_Task to carry out_. What is needed is an exact copy of the lines in the listing below, from the one with "box: [13, 98, 32, 114]" up to and including the one with "positive clicks: (336, 324) (374, 383)", with no other lines.

_Data records_.

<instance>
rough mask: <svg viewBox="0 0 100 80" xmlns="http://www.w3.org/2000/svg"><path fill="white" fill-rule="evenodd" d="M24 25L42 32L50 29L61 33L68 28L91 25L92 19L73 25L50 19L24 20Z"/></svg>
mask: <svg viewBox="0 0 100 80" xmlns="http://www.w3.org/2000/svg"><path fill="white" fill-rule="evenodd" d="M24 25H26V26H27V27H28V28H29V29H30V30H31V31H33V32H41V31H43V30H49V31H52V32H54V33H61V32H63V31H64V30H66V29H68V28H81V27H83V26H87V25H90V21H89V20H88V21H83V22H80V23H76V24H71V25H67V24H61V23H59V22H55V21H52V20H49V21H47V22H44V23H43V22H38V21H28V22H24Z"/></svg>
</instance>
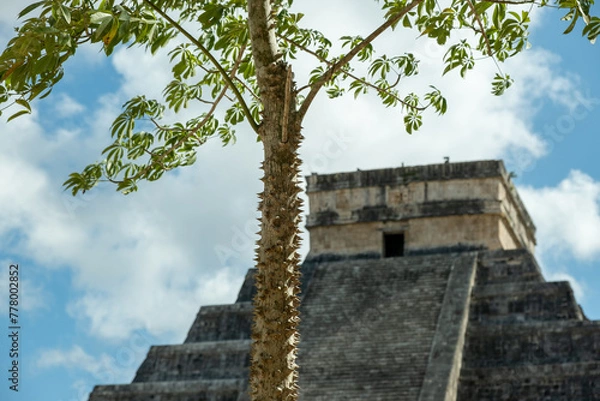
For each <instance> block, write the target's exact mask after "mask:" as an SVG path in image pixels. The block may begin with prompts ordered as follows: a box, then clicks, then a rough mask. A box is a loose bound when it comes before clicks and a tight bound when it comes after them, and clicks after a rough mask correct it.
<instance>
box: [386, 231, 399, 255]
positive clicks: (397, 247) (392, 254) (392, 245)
mask: <svg viewBox="0 0 600 401" xmlns="http://www.w3.org/2000/svg"><path fill="white" fill-rule="evenodd" d="M397 256H404V234H383V257H384V258H393V257H397Z"/></svg>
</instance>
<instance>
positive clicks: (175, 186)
mask: <svg viewBox="0 0 600 401" xmlns="http://www.w3.org/2000/svg"><path fill="white" fill-rule="evenodd" d="M297 3H298V6H297V7H300V3H302V4H301V6H302V7H305V8H304V9H302V11H303V12H304V13H305V14H306V17H305V26H314V27H317V28H319V29H321V30H322V31H323V32H324V33H326V34H327V35H329V36H330V37H334V38H335V37H340V36H342V35H345V34H365V33H367V32H369V31H370V30H372V29H373V27H374V26H376V24H377V23H378V21H380V13H379V12H378V10H377V4H376V3H375V2H348V1H342V0H330V1H328V2H326V4H325V3H324V2H322V1H316V0H305V1H303V2H297ZM25 4H26V2H14V1H8V0H0V43H2V44H5V43H6V42H7V40H8V39H9V38H10V35H11V33H12V28H13V27H14V26H15V25H16V24H17V23H18V21H17V20H16V18H15V16H16V15H17V13H18V11H19V10H20V8H21V7H24V6H25ZM560 17H561V15H560V14H559V13H556V12H553V11H539V10H535V12H534V16H533V18H534V21H535V22H534V28H533V32H532V35H531V37H530V42H531V45H532V46H531V48H530V49H529V50H528V51H526V52H525V53H523V54H521V55H519V56H518V57H517V58H515V59H513V60H511V61H510V62H507V63H505V64H504V65H502V69H503V71H505V72H506V73H508V74H510V75H511V76H512V77H513V78H514V79H515V83H514V85H513V87H511V88H510V90H509V91H507V93H506V94H505V95H504V96H502V97H495V96H493V95H491V94H490V89H491V79H492V77H493V76H494V74H495V72H496V67H495V66H494V64H493V63H492V62H491V61H489V60H482V61H480V62H479V63H478V64H477V65H476V68H475V69H474V70H472V71H470V72H469V73H468V74H467V77H466V79H461V78H460V77H459V76H458V74H448V75H447V76H445V77H442V76H441V72H442V69H443V67H442V65H441V62H440V60H441V57H442V56H443V53H444V49H442V48H439V47H438V46H437V45H434V44H432V43H430V42H428V41H427V40H422V39H420V40H416V37H417V34H415V33H414V32H408V31H400V32H396V33H395V34H394V35H389V36H386V37H382V38H381V39H380V40H378V41H377V42H376V43H375V45H376V47H377V49H379V50H380V51H381V52H388V53H404V52H409V51H411V52H413V53H415V55H417V56H418V57H419V58H420V59H421V64H420V70H421V74H420V75H419V76H418V77H417V78H416V79H415V80H414V81H411V82H410V83H409V84H408V85H409V86H410V87H411V88H412V87H415V88H427V85H429V84H433V85H435V86H437V87H438V88H440V89H441V90H442V91H443V93H444V94H445V96H446V97H447V99H448V103H449V111H448V113H447V114H446V115H445V116H442V117H438V116H436V115H433V114H426V115H425V123H424V125H423V127H422V129H421V130H420V131H418V132H417V133H414V134H413V135H408V134H406V133H405V132H404V130H403V128H402V125H401V121H402V114H401V112H400V110H399V109H386V108H384V107H382V106H381V105H380V104H379V103H378V101H377V99H376V98H374V97H369V96H366V97H363V98H359V99H358V100H354V99H353V97H352V96H345V97H343V98H338V99H334V100H330V99H327V98H326V97H324V96H319V97H318V98H317V100H316V101H315V103H314V104H313V106H312V109H311V110H310V111H309V113H308V115H307V118H306V120H305V122H304V125H303V127H304V135H305V137H306V140H305V143H304V145H303V147H302V150H301V157H302V159H303V161H304V167H303V174H304V175H306V174H310V173H313V172H316V173H332V172H341V171H354V170H356V169H357V168H359V169H361V170H367V169H375V168H385V167H396V166H400V165H401V164H402V163H404V164H405V165H415V164H428V163H441V162H443V160H444V157H449V158H450V160H451V161H454V162H458V161H471V160H483V159H503V160H504V162H505V164H506V167H507V170H508V171H512V172H515V173H516V174H517V177H516V178H515V180H514V182H515V184H516V186H517V189H518V191H519V193H520V195H521V198H522V199H523V201H524V203H525V205H526V207H527V209H528V211H529V213H530V215H531V216H532V218H533V220H534V222H535V224H536V226H537V241H538V243H537V249H536V258H537V260H538V262H539V264H540V266H541V268H542V270H543V272H544V275H545V277H546V278H547V279H548V280H568V281H570V282H571V285H572V287H573V290H574V292H575V295H576V298H577V301H578V302H579V303H580V304H581V305H582V307H583V310H584V312H585V313H586V315H587V316H588V317H589V318H591V319H600V163H598V162H597V157H598V154H597V152H598V149H600V136H598V134H599V132H598V131H599V128H598V127H600V112H599V110H600V77H599V76H598V74H597V70H598V65H599V64H600V53H599V49H598V44H596V45H591V44H590V43H589V42H588V41H587V40H585V38H582V37H581V36H580V34H579V33H573V34H571V35H568V36H565V35H562V31H563V30H564V29H565V28H566V26H565V23H564V22H561V21H560V20H559V19H560ZM347 27H352V29H354V31H352V32H349V31H348V28H347ZM160 56H164V53H159V55H158V57H151V56H149V55H146V54H144V53H143V51H142V49H137V48H132V49H118V50H117V51H116V52H115V53H114V54H113V56H111V57H110V58H107V57H105V56H104V54H103V53H102V52H101V51H100V48H99V47H97V46H95V47H88V48H82V49H81V50H80V51H79V52H78V54H77V57H75V58H74V59H73V60H72V61H70V62H69V63H68V65H67V68H66V71H65V72H66V73H65V78H64V79H63V81H62V82H61V83H60V84H58V85H57V86H56V88H55V89H54V91H53V93H52V95H51V96H50V97H49V98H47V99H45V100H43V101H40V102H36V103H34V111H33V113H32V114H31V115H30V116H26V117H23V118H19V119H17V120H14V121H12V122H10V123H6V113H5V115H4V117H2V120H0V302H1V303H2V305H7V304H8V280H9V279H8V277H9V266H10V265H11V264H18V265H19V269H20V280H21V281H20V284H21V301H22V304H21V309H20V311H19V313H20V316H19V319H20V325H21V326H22V329H21V331H20V348H21V357H22V358H21V365H20V366H21V372H20V374H21V376H20V379H21V382H20V391H19V393H18V394H16V393H14V392H12V391H9V390H8V385H7V384H6V383H7V381H6V379H4V378H2V381H1V382H2V383H4V384H3V385H2V387H0V399H1V400H10V401H12V400H27V401H29V400H33V401H36V400H40V401H41V400H44V401H46V400H52V401H83V400H87V397H88V394H89V392H90V391H91V389H92V388H93V386H94V385H96V384H111V383H127V382H130V381H131V380H132V378H133V375H134V374H135V371H136V369H137V367H138V366H139V364H140V363H141V361H142V360H143V358H144V357H145V355H146V353H147V351H148V348H149V346H150V345H152V344H171V343H181V342H182V341H183V340H184V338H185V335H186V334H187V330H188V329H189V327H190V325H191V323H192V322H193V320H194V317H195V314H196V313H197V311H198V309H199V307H200V305H207V304H222V303H231V302H233V301H234V300H235V298H236V295H237V291H238V290H239V287H240V285H241V283H242V280H243V277H244V275H245V273H246V271H247V269H248V268H250V267H252V258H253V248H254V243H255V240H256V235H255V233H256V231H257V230H258V227H257V223H256V217H257V215H258V214H257V212H256V207H257V199H256V194H257V193H258V192H259V191H260V189H261V186H260V181H259V177H260V173H259V169H258V167H259V163H260V160H261V148H260V144H258V143H256V141H255V136H254V135H253V134H252V133H251V131H250V129H249V128H248V127H242V128H240V129H238V133H237V139H238V140H237V143H236V144H235V145H233V146H228V147H225V148H223V147H222V146H221V145H220V144H219V143H216V142H215V143H210V142H209V143H207V144H206V145H205V146H204V147H203V148H201V149H200V151H199V154H198V161H197V163H196V164H195V165H194V166H192V167H188V168H184V169H181V170H180V171H178V172H174V173H169V174H165V176H164V177H163V178H162V179H161V180H159V181H158V182H154V183H148V184H143V185H141V187H140V191H139V192H137V193H134V194H132V195H128V196H123V195H121V194H119V193H117V192H115V191H114V188H112V187H109V186H100V187H99V188H97V189H94V190H92V191H90V192H88V193H86V194H85V195H83V196H78V197H76V198H73V197H71V196H70V194H69V193H68V192H65V191H64V190H63V188H62V183H63V182H64V181H65V179H66V178H67V176H68V174H69V173H71V172H73V171H80V170H81V169H82V168H83V167H84V166H85V165H87V164H89V163H91V162H93V161H96V160H98V159H99V158H100V152H101V150H102V149H103V148H104V147H106V146H107V145H108V144H109V143H110V135H109V127H110V124H111V122H112V120H113V119H114V118H115V117H116V116H117V114H118V113H119V111H120V107H121V105H122V104H123V103H124V102H125V101H127V100H128V99H129V98H131V97H132V96H135V95H138V94H146V95H148V96H160V93H161V91H162V88H163V87H164V85H165V84H166V83H168V82H169V80H170V79H169V71H170V68H169V66H168V62H167V59H166V58H165V57H160ZM311 62H312V60H310V59H309V58H301V59H300V60H299V61H298V62H297V63H296V64H295V65H294V69H295V71H296V78H297V79H298V82H302V80H303V79H305V78H306V76H307V74H308V72H309V71H310V70H311V69H312V66H314V64H311ZM193 113H194V110H184V112H183V114H184V117H185V116H187V117H189V116H192V115H194V114H193ZM304 238H305V240H304V243H303V247H302V253H303V255H305V254H306V252H307V251H308V246H309V241H308V235H307V234H306V233H305V234H304ZM2 308H3V310H5V309H7V308H8V306H2ZM0 320H2V323H1V324H0V327H2V328H1V329H0V332H4V331H5V330H6V331H8V329H7V327H8V319H7V318H6V314H5V313H3V314H2V318H1V319H0ZM0 338H1V340H0V365H1V368H0V371H2V372H5V373H4V375H6V371H7V369H8V368H9V364H10V360H9V358H8V356H7V352H6V350H8V349H9V348H10V344H9V342H8V336H7V335H4V334H3V335H1V336H0Z"/></svg>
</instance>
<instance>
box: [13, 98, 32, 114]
mask: <svg viewBox="0 0 600 401" xmlns="http://www.w3.org/2000/svg"><path fill="white" fill-rule="evenodd" d="M15 103H16V104H18V105H20V106H23V107H25V109H26V111H27V112H28V113H31V105H30V104H29V102H28V101H27V100H25V99H17V100H15Z"/></svg>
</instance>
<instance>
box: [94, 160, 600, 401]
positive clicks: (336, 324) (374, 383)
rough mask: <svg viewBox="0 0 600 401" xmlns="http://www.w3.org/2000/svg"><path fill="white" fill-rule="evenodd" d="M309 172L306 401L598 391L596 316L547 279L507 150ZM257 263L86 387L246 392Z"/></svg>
mask: <svg viewBox="0 0 600 401" xmlns="http://www.w3.org/2000/svg"><path fill="white" fill-rule="evenodd" d="M307 181H308V186H307V193H308V195H309V200H310V214H309V216H308V219H307V227H308V229H309V231H310V235H311V247H310V252H309V254H308V256H307V258H306V260H305V261H304V263H303V265H302V272H303V283H302V286H303V288H302V294H303V295H302V306H301V317H302V322H301V325H300V334H301V342H300V352H299V364H300V399H301V400H303V401H321V400H323V401H324V400H328V401H329V400H333V401H337V400H370V401H377V400H394V401H398V400H400V401H404V400H406V401H425V400H428V401H438V400H439V401H450V400H459V401H506V400H515V401H516V400H519V401H540V400H543V401H593V400H600V322H598V321H590V320H588V319H587V318H586V317H585V316H584V314H583V312H582V310H581V308H580V307H579V306H578V304H577V303H576V301H575V298H574V297H573V291H572V289H571V287H570V286H569V284H568V283H567V282H546V281H545V280H544V278H543V276H542V274H541V272H540V269H539V267H538V265H537V263H536V261H535V258H534V256H533V252H534V247H535V226H534V225H533V223H532V221H531V218H530V217H529V215H528V214H527V211H526V210H525V208H524V206H523V204H522V203H521V200H520V198H519V196H518V194H517V193H516V191H515V189H514V187H513V185H512V183H511V181H510V179H509V177H508V175H507V173H506V170H505V168H504V165H503V163H502V162H501V161H479V162H469V163H445V164H437V165H427V166H416V167H402V168H394V169H383V170H374V171H356V172H351V173H343V174H331V175H317V174H313V175H311V176H309V177H307ZM252 276H253V271H252V270H250V271H249V272H248V274H247V276H246V280H245V282H244V284H243V286H242V288H241V290H240V293H239V296H238V299H237V301H236V302H235V303H233V304H230V305H217V306H204V307H202V308H201V309H200V311H199V313H198V315H197V317H196V320H195V321H194V323H193V324H192V327H191V329H190V331H189V333H188V336H187V339H186V340H185V343H184V344H180V345H165V346H153V347H152V348H151V349H150V351H149V353H148V356H147V358H146V360H145V361H144V362H143V363H142V365H141V366H140V368H139V369H138V371H137V375H136V376H135V378H134V380H133V383H131V384H127V385H109V386H97V387H95V388H94V391H93V392H92V394H91V395H90V401H148V400H154V401H192V400H193V401H242V400H248V399H249V397H248V394H247V393H248V385H247V379H248V370H249V369H248V368H249V364H250V361H249V350H250V326H251V318H252V303H251V300H252V295H253V285H252Z"/></svg>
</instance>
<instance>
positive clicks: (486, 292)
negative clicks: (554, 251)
mask: <svg viewBox="0 0 600 401" xmlns="http://www.w3.org/2000/svg"><path fill="white" fill-rule="evenodd" d="M565 319H576V320H582V319H583V315H582V313H581V309H580V308H579V306H578V305H577V302H576V300H575V297H574V295H573V290H572V289H571V286H570V284H569V283H568V282H566V281H558V282H524V283H502V284H488V285H479V286H476V287H475V288H474V289H473V294H472V297H471V308H470V313H469V320H470V321H472V322H474V321H476V322H480V323H481V324H485V323H511V322H522V321H529V320H565Z"/></svg>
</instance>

_Answer for this exercise_.
box: [13, 98, 32, 114]
mask: <svg viewBox="0 0 600 401" xmlns="http://www.w3.org/2000/svg"><path fill="white" fill-rule="evenodd" d="M15 103H16V104H18V105H20V106H23V107H25V109H26V111H27V112H28V113H31V105H30V104H29V102H28V101H27V100H25V99H17V100H15Z"/></svg>
</instance>
<instance>
box: [94, 160, 600, 401]
positive clicks: (336, 324) (374, 383)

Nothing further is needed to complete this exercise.